課題:
Optunaの環境構築に関する記事から、「Help us understand」と「完成したコードはここにあります。」の間の部分を、両端を含めて一字一句たがえずに書き写しなさい。

ページ本文:
»»
Help us understand the problem. What is going on with this article?

Pytorchでhyperparmeter searchするための Docker-composeのセットアップ( MySQL )

目的: Optunaを分散環境で動かす, ついでにtensorbaordで可視化

完成したコードはここにあります。

手順

  1. docker 及び docker-composeの準備
  2. optunaのsimple exampleを書く

注意:mysqlのパスワードを直書きしたりしてるのでセキュリティ的によくないです

Dockerで環境構築

FROM pytorch/pytorch:1.1.0-cuda10.0-cudnn7.5-runtime
ARG PYTHON_VERSION=3.6

RUN apt-get update
RUN apt-get install -y wget
RUN apt-get -y install language-pack-ja-base language-pack-ja ibus-mozc

RUN update-locale LANG=ja_JP.UTF-8 LANGUAGE=ja_JP:ja
ENV LANG ja_JP.UTF-8
ENV LC_ALL ja_JP.UTF-8
ENV LC_CTYPE ja_JP.UTF-8

RUN pip install -U pip
RUN pip install numpy matplotlib bokeh holoviews pandas tqdm sklearn joblib nose pandas tabulate xgboost lightgbm optuna nose coverage
RUN pip install torch torchvision
# install tensorboardX to /tmp for hparams in tensorboardX
RUN pip install -e git+https://github.com/eisenjulian/tensorboardX.git@add-hparam-support#egg=tensorboardX --src /tmp
RUN pip install tensorflow==1.14.0
RUN pip install future moviepy

# mysqlclient
RUN apt-get install -y libssl-dev
RUN apt-get update
RUN apt-get install -y python3-dev libmysqlclient-dev
RUN pip install mysqlclient

可視化のためにtensorboardもいれた

docker-compose.yml
version: '2.3'

services:
  optuna_pytorch:
    build: ./
    container_name: "optuna_pytorch"
    working_dir: "/workspace"
    ports:
    - "6006:6006"
    - "8888:8888"
    #runtime: nvidia
    volumes:
    - .:/workspace
    tty: true

  db:
    image: mysql:5.7
    container_name: 'db'
    ports:
        - "3306:3306"
    volumes:
        # 初期データを投入するSQLが格納されているdir
        - ./db/mysql_init:/docker-entrypoint-initdb.d
        # 永続化するときにマウントするdir
        - ./db/mysql_data:/var/lib/mysql
    environment:
        MYSQL_ROOT_PASSWORD: root
        MYSQL_USER: root
        MYSQL_ALLOW_EMPTY_PASSWORD: 'yes'
        MYSQL_DATABASE: optuna

MYSQL_DATABASE: optuna を用意しておくのがポイント (optuna_pytorchからはmysqlはdbというドメインで参照可能になっている)

optunaのコード

main.py
from torch.utils.data import DataLoader
from torchvision.datasets import MNIST
from torchvision import transforms
from torch.utils.data.dataset import Subset
import numpy as np
import torch
import torch.nn as nn
import torch.nn.functional as F
import torch.optim as optim
import optuna
from tensorboardX import SummaryWriter
#optuna.logging.disable_default_handler()
««
元データ:
»»
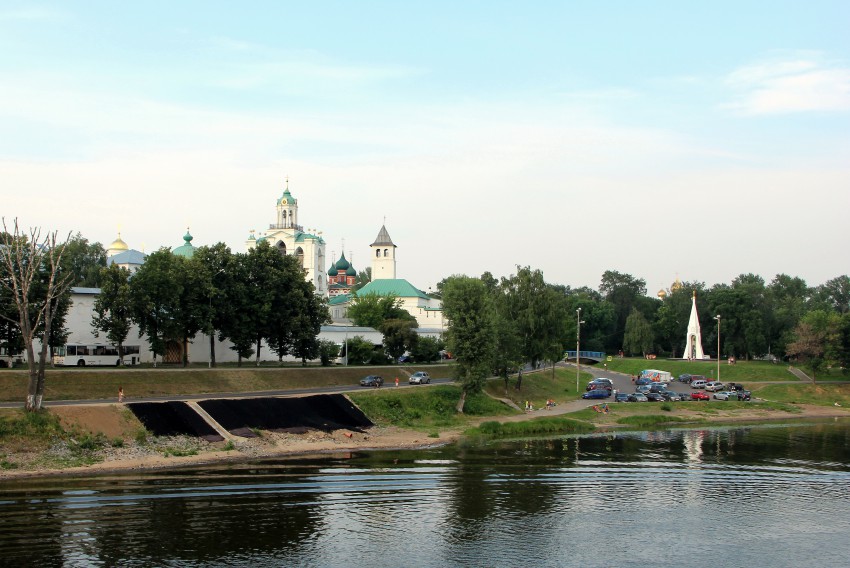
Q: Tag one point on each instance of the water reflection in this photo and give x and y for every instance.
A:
(774, 496)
««
解答:
Help us understand the problem. What is going on with this article?

Pytorchでhyperparmeter searchするための Docker-composeのセットアップ( MySQL )

目的: Optunaを分散環境で動かす, ついでにtensorbaordで可視化

完成したコードはここにあります。